Top of Provided entries

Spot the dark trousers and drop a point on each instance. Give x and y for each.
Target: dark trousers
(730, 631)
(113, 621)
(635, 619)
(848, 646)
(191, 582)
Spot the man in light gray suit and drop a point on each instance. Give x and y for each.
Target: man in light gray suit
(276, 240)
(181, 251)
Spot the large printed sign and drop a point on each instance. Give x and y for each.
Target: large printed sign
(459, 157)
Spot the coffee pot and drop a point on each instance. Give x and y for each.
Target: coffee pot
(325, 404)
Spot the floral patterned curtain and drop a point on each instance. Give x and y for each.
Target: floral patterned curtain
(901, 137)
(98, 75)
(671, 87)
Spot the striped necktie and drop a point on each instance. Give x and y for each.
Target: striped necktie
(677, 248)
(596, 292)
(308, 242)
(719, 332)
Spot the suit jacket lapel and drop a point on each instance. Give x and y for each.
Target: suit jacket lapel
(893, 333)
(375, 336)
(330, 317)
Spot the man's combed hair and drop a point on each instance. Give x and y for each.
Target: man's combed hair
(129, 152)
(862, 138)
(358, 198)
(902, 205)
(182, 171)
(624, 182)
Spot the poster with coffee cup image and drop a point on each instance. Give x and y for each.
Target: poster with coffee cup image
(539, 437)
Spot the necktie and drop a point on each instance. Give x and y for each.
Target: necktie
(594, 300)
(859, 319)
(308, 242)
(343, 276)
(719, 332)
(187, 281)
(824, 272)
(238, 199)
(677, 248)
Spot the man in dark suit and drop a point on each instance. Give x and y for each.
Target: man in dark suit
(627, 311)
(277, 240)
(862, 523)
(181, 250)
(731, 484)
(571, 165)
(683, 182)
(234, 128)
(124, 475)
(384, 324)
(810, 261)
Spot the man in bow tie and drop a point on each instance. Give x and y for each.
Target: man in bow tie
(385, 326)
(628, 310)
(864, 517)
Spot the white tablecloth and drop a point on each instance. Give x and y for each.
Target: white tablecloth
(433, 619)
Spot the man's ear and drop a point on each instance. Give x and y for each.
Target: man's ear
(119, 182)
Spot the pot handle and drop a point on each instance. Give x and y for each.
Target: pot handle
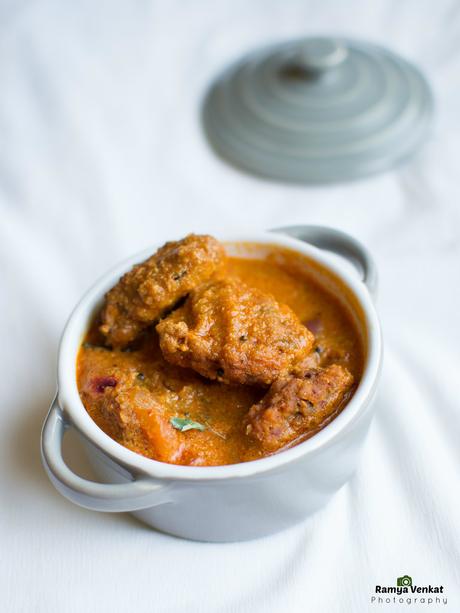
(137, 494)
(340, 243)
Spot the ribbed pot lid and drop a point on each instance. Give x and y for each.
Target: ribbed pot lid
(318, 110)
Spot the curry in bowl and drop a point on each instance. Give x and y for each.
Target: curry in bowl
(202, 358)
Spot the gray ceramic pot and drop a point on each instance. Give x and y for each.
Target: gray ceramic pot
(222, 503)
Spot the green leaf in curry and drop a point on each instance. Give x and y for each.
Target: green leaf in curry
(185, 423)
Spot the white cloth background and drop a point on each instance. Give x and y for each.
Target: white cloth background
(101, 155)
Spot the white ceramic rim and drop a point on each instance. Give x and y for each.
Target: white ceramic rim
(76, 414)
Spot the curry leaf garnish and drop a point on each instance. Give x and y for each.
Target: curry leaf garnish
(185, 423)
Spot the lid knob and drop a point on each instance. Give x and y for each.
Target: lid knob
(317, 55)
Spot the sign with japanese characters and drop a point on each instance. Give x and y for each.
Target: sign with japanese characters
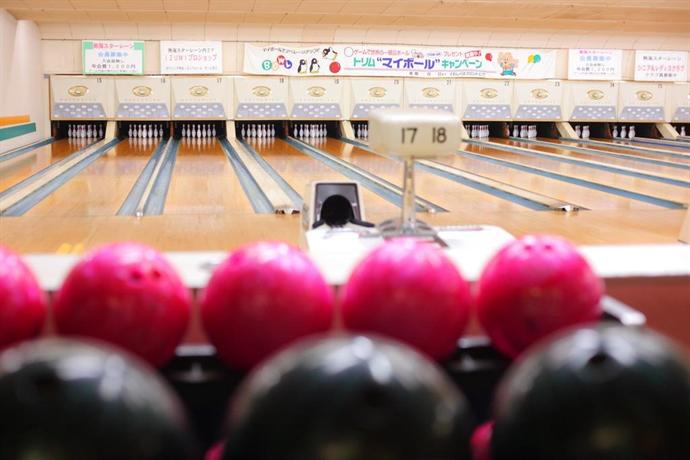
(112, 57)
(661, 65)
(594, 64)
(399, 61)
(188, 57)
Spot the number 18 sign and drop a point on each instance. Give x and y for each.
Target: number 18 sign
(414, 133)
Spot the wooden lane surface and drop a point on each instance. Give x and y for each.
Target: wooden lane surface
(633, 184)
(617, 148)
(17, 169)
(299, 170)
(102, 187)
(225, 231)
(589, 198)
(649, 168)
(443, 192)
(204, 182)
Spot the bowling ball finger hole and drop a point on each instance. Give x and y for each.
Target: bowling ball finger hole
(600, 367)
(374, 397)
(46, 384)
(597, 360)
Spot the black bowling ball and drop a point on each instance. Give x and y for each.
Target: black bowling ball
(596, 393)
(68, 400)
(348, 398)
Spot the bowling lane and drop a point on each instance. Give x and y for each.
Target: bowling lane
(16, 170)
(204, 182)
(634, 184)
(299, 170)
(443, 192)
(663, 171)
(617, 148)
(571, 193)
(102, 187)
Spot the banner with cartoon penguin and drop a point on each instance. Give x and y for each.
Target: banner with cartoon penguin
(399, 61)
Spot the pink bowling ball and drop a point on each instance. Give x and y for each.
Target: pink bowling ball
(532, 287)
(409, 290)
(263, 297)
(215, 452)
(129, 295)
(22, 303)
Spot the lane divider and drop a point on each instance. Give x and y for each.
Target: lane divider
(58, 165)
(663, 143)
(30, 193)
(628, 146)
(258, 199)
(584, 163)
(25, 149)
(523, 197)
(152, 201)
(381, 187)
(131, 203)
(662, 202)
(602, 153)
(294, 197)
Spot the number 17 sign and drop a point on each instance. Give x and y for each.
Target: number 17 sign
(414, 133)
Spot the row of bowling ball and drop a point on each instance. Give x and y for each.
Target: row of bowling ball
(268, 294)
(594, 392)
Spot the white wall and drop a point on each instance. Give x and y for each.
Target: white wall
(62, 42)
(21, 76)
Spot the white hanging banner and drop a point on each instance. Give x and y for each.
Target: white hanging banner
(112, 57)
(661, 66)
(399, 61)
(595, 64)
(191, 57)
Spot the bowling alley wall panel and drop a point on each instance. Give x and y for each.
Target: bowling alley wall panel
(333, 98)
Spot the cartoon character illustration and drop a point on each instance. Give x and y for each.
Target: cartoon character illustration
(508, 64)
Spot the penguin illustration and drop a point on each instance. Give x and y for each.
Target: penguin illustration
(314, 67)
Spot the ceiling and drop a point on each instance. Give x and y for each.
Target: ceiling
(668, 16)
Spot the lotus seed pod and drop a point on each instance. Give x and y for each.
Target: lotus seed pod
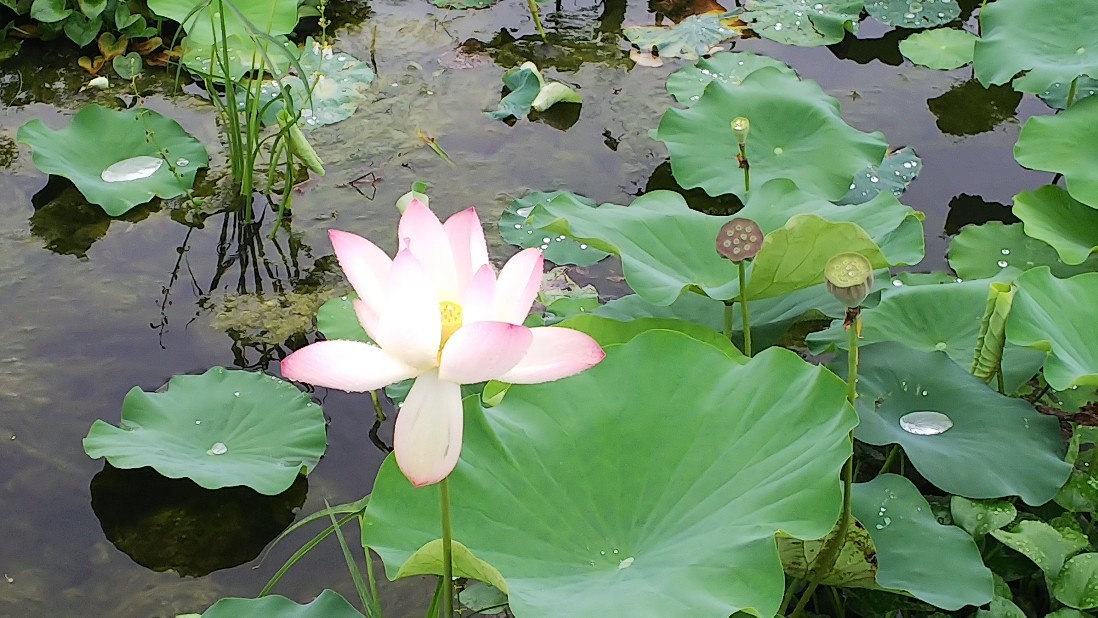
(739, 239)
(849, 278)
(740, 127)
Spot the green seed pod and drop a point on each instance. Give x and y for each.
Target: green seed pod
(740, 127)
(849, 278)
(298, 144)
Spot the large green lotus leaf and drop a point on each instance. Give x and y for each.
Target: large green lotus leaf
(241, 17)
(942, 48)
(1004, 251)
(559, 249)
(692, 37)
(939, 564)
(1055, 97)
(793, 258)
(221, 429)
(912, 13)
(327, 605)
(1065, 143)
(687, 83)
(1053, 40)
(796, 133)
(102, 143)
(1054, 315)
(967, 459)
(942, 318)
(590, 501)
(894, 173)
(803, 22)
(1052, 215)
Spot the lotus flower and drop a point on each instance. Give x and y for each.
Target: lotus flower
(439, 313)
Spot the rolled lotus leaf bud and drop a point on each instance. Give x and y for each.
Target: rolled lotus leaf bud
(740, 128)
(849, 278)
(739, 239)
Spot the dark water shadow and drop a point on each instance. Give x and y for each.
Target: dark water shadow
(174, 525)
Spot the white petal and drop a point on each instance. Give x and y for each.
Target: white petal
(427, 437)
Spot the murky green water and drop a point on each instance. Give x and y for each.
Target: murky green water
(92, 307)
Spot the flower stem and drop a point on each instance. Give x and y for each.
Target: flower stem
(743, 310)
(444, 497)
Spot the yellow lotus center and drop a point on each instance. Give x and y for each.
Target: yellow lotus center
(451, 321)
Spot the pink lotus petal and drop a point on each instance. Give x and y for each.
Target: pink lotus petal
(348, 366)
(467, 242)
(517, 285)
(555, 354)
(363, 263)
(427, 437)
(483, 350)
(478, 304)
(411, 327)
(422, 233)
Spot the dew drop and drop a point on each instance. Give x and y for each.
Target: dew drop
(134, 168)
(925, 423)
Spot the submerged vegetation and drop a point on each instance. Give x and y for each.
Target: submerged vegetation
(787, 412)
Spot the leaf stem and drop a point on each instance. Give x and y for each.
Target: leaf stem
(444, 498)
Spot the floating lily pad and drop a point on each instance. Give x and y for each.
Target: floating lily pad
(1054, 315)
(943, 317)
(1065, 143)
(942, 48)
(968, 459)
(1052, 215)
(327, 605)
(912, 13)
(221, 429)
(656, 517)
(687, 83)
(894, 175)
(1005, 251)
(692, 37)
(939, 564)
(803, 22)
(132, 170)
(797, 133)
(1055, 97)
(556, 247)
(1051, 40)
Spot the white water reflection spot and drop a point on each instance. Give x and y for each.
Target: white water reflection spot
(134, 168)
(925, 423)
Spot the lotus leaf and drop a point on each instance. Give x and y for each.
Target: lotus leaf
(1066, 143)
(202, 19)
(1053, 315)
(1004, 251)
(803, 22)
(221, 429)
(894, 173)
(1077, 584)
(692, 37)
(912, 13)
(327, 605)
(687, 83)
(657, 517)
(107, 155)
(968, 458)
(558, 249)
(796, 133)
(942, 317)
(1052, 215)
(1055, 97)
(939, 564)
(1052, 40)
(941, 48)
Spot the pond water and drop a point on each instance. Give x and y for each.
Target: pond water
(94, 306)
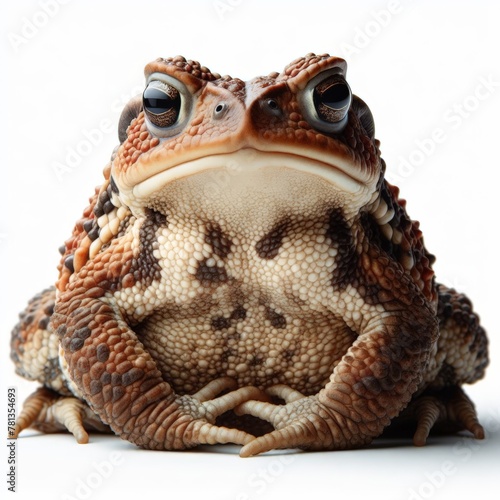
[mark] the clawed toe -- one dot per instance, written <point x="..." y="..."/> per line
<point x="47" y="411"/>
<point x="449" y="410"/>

Bottom of Provided entries

## Exercise
The lines above, starting at the one with "Target: murky green water" and ending at the one with "Spot the floating", are the only ones to return, exactly as written.

## Answer for this exercise
Target: murky green water
(92, 307)
Spot the flower stem and drop a point on each instance. Give x and y for each.
Target: flower stem
(743, 310)
(444, 497)
Spot the yellow lotus center and drop a point on each instance. Give x and y for each.
Target: yellow lotus center
(451, 321)
Spot the pink lotus petal and drop a point on each instance. Give x and y for each.
Target: pink lotus petal
(348, 366)
(467, 242)
(517, 285)
(555, 354)
(363, 263)
(427, 437)
(483, 350)
(478, 304)
(411, 327)
(422, 233)
Spot the dew drop and drop a point on each instance. Give x and y for each.
Target: dew drop
(134, 168)
(925, 423)
Spot the submerged vegetation and drop a point on each instance. Give x and y for each.
Target: submerged vegetation
(787, 412)
Spot the leaf stem and drop a point on each instance. Give x and y for each.
Target: leaf stem
(444, 498)
Spot the floating lily pad and drop a point on each instance. Give x and y for each.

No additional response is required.